*PROBLEM TO SOLVE*
Reproduce the records below, replacing "vegetation" with "foliage" wherever it appears and changing nothing else.

[BEGIN MATERIAL SUPPLIED]

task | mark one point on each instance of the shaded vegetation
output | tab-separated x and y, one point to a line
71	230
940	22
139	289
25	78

[END MATERIAL SUPPLIED]

*EXERCISE RESPONSE*
task | mark one point on each instance of the shaded foliage
output | tab-separated x and y, one point to a line
71	230
940	22
139	289
25	78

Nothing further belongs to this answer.